CHALLENGE → Quote the line containing "Confirm that each instance of the paving" and all lines that follow it in the listing below, exactly as written.

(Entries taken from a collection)
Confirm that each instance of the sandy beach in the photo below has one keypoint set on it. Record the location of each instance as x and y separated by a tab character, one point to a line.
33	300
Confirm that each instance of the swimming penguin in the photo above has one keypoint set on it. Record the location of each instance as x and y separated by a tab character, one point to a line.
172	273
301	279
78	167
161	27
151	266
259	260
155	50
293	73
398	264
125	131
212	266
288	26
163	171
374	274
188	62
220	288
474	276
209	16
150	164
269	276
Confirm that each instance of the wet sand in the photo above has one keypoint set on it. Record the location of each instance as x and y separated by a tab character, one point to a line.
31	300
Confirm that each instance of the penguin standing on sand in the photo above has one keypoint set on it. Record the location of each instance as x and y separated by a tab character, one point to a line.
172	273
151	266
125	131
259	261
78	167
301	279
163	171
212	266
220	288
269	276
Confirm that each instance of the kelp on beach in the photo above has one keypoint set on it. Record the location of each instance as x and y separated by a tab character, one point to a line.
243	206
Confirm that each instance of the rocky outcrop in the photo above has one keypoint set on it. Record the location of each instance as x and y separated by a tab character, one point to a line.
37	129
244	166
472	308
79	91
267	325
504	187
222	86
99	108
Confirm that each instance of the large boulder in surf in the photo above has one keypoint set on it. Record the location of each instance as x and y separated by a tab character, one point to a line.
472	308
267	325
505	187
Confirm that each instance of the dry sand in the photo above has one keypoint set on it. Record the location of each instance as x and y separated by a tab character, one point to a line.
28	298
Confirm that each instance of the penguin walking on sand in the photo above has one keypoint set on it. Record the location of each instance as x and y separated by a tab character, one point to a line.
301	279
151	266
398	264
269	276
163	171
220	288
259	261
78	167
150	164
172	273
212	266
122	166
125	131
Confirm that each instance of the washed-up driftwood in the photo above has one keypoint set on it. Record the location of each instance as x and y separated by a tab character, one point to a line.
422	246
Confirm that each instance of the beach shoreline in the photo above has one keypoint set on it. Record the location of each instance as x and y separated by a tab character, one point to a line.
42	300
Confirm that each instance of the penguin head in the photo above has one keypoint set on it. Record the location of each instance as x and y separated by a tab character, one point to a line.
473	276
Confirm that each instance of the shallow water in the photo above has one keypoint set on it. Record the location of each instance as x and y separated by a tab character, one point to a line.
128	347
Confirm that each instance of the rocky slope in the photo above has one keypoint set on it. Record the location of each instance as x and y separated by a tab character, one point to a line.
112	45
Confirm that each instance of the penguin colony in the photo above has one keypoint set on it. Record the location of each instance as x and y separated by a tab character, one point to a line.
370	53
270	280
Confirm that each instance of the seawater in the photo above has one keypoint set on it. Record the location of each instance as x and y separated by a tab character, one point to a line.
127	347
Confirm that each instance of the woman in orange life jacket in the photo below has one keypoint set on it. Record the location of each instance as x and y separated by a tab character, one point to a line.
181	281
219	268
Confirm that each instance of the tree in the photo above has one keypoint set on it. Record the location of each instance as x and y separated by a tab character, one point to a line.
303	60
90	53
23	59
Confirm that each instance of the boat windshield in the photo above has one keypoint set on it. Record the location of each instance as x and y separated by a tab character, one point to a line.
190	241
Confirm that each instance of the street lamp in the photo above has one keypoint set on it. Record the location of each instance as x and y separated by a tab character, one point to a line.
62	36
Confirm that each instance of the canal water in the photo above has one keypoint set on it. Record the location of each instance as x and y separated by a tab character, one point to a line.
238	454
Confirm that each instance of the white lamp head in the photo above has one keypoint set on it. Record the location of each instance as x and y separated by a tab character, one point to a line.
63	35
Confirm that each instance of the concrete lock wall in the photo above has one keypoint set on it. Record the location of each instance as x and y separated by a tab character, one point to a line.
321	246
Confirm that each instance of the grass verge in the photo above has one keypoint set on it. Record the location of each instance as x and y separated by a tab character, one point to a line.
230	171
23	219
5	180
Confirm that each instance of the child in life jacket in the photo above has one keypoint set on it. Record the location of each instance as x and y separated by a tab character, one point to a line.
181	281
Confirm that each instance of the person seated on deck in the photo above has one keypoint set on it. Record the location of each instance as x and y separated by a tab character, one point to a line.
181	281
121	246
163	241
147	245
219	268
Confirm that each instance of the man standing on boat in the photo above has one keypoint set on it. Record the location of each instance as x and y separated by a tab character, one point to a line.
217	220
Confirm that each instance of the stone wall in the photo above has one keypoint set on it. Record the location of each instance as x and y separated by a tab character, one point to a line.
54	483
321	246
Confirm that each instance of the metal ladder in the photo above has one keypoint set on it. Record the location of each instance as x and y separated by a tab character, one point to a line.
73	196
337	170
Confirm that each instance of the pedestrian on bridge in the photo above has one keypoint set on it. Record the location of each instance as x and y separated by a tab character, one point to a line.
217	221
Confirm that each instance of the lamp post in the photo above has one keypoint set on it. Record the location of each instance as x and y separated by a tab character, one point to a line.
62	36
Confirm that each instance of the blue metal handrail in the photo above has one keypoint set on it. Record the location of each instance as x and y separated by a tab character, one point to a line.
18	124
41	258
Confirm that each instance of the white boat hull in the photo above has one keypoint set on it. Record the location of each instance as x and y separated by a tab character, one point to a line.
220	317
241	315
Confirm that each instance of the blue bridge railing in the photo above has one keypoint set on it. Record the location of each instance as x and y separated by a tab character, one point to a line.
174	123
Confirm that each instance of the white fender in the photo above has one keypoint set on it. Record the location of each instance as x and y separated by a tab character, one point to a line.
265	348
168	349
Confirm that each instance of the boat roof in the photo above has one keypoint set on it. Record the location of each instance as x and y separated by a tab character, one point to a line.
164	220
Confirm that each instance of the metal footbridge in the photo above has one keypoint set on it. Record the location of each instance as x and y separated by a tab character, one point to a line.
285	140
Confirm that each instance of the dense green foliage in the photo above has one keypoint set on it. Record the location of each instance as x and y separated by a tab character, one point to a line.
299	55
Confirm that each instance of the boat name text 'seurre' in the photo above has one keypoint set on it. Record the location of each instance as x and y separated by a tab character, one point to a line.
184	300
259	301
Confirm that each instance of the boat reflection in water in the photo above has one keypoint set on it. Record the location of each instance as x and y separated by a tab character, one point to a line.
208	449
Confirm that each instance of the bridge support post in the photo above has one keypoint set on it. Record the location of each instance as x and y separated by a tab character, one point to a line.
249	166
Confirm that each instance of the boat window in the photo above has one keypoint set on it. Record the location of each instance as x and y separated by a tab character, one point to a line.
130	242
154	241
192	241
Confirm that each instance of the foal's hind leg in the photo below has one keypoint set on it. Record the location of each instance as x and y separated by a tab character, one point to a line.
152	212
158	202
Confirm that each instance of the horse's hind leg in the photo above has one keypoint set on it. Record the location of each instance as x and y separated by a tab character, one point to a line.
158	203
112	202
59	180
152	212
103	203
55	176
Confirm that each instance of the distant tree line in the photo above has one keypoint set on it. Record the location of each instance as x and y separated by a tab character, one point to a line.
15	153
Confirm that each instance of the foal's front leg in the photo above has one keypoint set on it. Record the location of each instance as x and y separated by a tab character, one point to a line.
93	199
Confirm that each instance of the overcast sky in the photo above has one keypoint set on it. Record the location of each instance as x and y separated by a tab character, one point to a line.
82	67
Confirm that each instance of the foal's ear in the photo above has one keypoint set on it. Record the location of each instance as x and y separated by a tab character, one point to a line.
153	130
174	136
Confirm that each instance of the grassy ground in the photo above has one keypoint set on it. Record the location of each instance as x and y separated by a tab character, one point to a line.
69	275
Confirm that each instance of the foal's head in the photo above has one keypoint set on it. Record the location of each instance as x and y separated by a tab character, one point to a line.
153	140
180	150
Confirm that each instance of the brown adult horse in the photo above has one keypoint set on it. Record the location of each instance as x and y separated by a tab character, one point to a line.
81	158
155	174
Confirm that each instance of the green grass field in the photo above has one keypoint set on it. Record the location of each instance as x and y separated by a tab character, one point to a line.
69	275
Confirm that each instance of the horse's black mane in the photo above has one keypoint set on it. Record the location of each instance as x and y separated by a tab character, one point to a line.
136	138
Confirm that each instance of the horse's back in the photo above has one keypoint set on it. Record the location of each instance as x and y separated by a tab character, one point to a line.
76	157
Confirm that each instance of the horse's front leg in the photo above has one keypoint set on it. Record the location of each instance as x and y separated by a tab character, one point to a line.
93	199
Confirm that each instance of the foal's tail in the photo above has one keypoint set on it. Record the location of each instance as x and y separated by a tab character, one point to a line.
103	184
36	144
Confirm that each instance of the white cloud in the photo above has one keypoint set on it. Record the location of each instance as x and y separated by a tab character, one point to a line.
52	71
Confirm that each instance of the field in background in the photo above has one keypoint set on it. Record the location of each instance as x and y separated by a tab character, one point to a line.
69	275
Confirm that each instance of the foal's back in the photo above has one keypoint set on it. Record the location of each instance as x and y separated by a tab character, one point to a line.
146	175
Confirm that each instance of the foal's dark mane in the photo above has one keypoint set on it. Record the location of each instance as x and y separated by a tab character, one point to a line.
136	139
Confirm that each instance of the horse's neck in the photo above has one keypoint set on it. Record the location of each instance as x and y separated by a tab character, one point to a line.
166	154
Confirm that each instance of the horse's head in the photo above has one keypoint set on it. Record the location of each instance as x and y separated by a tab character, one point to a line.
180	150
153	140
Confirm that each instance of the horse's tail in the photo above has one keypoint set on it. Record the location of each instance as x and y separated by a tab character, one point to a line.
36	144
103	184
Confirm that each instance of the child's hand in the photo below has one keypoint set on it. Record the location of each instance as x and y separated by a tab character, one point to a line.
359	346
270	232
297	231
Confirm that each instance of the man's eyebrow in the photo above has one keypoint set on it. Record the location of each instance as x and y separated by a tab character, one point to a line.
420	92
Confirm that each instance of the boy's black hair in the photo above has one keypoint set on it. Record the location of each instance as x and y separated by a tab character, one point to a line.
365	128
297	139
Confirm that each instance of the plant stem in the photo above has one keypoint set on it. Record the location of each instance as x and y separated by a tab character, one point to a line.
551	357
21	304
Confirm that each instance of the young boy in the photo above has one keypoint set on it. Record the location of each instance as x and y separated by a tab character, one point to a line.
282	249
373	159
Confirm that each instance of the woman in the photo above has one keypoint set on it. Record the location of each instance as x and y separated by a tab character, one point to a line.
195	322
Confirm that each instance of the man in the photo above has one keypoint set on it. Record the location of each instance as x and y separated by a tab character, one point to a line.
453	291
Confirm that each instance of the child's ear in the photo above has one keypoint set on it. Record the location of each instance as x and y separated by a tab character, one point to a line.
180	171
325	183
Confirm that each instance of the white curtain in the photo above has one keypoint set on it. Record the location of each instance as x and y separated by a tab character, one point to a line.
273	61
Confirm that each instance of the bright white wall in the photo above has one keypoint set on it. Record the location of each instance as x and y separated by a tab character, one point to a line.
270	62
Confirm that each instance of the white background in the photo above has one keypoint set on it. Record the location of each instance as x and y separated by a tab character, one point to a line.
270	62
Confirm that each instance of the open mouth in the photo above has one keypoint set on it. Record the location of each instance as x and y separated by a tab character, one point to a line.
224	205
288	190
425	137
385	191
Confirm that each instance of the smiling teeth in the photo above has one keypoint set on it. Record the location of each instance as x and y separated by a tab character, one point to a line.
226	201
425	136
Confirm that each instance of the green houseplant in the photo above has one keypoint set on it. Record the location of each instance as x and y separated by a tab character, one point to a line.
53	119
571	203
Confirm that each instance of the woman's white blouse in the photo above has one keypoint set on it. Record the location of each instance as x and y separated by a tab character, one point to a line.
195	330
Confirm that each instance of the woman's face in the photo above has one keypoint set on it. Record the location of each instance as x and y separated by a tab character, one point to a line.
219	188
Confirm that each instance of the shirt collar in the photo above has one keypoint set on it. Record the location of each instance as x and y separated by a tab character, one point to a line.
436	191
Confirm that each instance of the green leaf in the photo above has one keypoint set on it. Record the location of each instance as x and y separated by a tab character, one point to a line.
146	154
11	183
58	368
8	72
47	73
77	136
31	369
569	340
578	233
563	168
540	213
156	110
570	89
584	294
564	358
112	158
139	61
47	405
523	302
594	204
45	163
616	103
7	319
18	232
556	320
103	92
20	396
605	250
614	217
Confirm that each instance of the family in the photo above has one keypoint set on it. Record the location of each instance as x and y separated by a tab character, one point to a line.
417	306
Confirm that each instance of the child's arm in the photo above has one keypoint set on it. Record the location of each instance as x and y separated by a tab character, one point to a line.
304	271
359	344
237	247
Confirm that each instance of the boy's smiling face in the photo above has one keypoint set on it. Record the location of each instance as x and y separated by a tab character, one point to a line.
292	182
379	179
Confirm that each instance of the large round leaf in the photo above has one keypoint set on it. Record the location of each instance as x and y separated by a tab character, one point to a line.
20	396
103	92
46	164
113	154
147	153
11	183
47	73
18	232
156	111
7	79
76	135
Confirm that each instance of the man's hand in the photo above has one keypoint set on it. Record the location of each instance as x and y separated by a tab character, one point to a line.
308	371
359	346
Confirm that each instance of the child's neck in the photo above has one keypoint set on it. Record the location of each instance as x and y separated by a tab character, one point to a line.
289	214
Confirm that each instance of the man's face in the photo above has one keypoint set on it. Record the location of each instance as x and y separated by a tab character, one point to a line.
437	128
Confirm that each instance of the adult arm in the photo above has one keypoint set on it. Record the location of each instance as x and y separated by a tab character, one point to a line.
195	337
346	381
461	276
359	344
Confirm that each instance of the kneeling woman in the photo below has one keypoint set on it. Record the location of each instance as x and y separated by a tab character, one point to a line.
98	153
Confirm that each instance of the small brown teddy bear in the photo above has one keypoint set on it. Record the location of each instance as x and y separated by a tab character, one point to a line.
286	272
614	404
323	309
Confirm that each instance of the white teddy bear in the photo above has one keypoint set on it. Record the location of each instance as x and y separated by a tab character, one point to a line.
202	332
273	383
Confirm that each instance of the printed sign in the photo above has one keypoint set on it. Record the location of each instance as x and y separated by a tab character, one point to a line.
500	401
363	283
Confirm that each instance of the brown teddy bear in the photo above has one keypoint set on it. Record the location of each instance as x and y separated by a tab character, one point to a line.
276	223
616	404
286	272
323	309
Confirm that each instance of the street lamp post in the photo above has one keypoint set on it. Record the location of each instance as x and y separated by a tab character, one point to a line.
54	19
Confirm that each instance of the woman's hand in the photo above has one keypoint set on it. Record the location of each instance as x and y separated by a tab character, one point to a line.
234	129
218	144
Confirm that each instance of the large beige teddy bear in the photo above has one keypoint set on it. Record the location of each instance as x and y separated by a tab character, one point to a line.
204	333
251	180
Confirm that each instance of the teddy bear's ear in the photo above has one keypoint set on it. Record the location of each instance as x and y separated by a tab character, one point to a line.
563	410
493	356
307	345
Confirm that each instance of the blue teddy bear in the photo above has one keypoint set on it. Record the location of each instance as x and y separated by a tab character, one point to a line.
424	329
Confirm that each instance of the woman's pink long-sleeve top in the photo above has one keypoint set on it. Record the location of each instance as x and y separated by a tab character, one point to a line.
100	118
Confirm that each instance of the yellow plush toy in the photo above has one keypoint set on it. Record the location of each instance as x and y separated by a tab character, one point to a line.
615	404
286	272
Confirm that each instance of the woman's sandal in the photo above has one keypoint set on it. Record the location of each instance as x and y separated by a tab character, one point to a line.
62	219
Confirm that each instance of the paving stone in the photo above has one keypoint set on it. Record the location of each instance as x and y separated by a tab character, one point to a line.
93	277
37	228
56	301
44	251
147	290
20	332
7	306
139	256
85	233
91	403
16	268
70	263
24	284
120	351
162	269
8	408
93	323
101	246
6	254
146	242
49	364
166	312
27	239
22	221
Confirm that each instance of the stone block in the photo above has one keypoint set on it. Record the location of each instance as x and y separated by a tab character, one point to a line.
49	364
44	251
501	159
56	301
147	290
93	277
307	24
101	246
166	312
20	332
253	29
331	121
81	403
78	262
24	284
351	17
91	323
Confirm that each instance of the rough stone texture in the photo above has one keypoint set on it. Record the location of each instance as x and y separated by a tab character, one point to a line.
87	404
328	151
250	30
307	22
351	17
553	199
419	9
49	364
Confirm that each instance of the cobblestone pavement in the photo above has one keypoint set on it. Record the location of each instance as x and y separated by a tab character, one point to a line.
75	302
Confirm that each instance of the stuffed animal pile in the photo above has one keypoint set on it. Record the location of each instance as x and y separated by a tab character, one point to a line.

WRITTEN SOLUTION →
Confirm that each instance of the paving stone in the photo above has one keypoint set on it. Record the location of each instance as x and y separated by a tab character, one point to a line.
93	277
37	228
56	301
44	251
147	290
20	332
7	306
139	256
85	233
91	403
16	268
70	263
24	284
120	351
162	269
8	408
93	323
101	246
6	254
146	242
49	364
166	312
27	239
22	221
Confirm that each instance of the stone block in the photo above has one keypoint set on it. Record the location of each instance as x and y separated by a tab character, one point to a line.
49	364
44	251
501	159
56	301
147	290
93	277
307	24
101	246
166	312
20	332
253	29
331	121
81	403
78	262
24	284
351	17
91	323
Confirm that each instance of the rough stone texture in the photo above has one keypoint set on it. Record the location of each instance as x and y separated by a tab character, one point to a line.
87	404
328	151
250	30
307	22
351	17
553	199
419	9
49	364
Confirm that each instance of the cobblestone pavement in the photo above has one keypoint set on it. Record the location of each instance as x and y separated by a tab character, one point to a line.
75	302
Confirm that each instance of the stuffed animal pile in the photo above has one keypoint set on it. Record the location of each instance as x and y separated by a tab character, one point to a line.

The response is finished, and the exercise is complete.